What needs to be done:
Look through the records below, count the lines with the word "point", and reply with only the number.
==== Dataset extract ====
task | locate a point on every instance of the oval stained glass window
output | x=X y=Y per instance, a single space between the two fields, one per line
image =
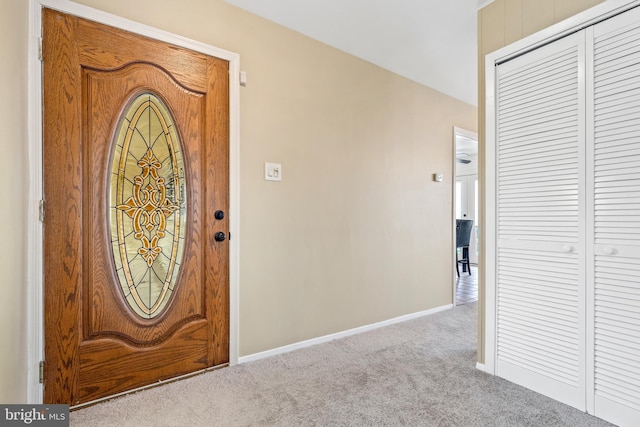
x=147 y=205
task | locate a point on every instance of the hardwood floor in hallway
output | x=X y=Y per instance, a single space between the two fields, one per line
x=467 y=286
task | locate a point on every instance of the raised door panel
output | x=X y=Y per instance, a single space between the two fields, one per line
x=540 y=223
x=615 y=156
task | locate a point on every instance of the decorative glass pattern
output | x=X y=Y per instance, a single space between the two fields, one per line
====
Reply to the task:
4